### Task statement
In the Obolon Arena article, what is the stadium's record attendance, and on what date was it set?

### Quoted passage
####
Association football stadium in Ukraine

Obolon Arena is a football stadium in the city of Kyiv, Ukraine. It is the home ground of football club Obolon Kyiv. The stadium was used by teams of the top national league since 2002.

The stadium has been actively used by the Ukraine national under-21 football team as well. Along with Bannikov training complex, it is one of the main alternative stadiums of the team.

==History==
In late 1970's the 11th microdistrict of the Obolon residential massif was built with two schools at Pivnichna Street, both schools sharing one large football ground between them. In 2001 the ground was bought by Obolon brewery and demolished to build a stadium for their football team.

The stadium was opened in October 2002 with a Ukraine Premier League game which saw FC Obolon Kyiv play against Kryvbas.

In late 2006, construction began on the northern stand and the work was completed in the summer of 2008. This stand added 3,000 additional seats.

The record attendance for a match at the ground is 5,300, set on 3 April 2010 in the match between Obolon and Shakhtar Donetsk.

After the main player of the stadium FC Obolon Kyiv dissolved itself in February 2013, the stadium became the playing-ground of the (new) club Obolon Brovar.

==Other users of the stadium==
The stadium was the home ground of FC Obolon Kyiv (this club dissolved itself in February 2013); but was also temporarily used by FC Arsenal Kyiv (2008).

The Ukraine under-21 team hosted an international game against Holland on 10 October 2008.

The ground was used as a training facility for Euro 2012.

The stadium served as home ground of FC Stal Kamianske for the 2017-18 Ukrainian Premier League returning UPL games to the stadium since relegation of Obolon in 2012.
####
### Source material
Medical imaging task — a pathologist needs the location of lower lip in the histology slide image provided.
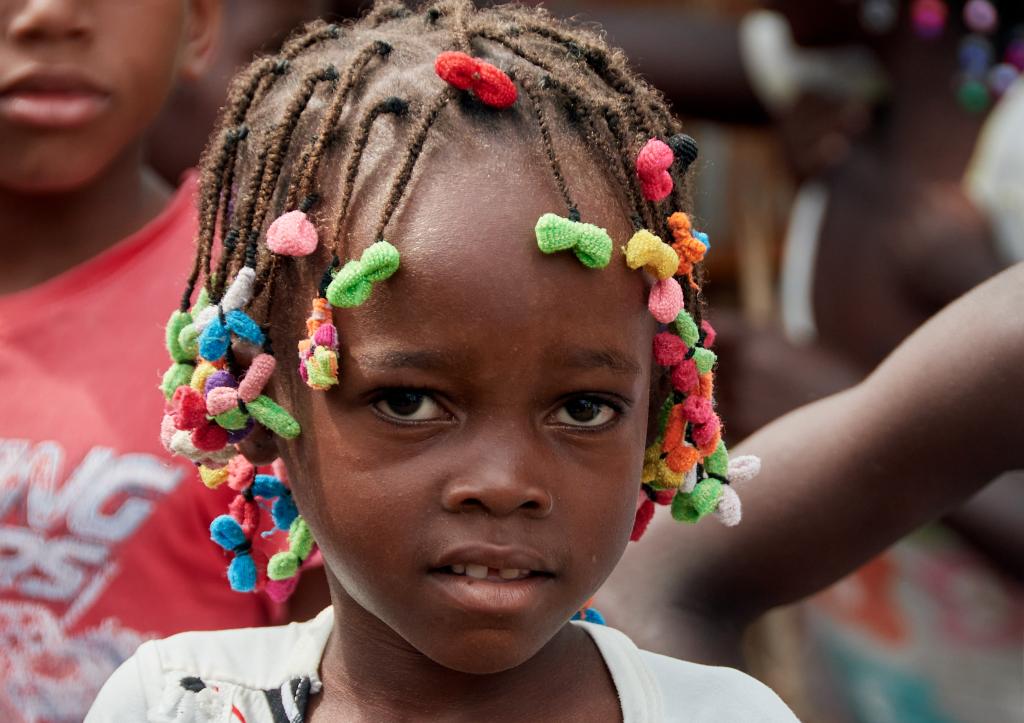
####
### Answer to the exercise
5,300, set on 3 April 2010 in the match between Obolon and Shakhtar Donetsk.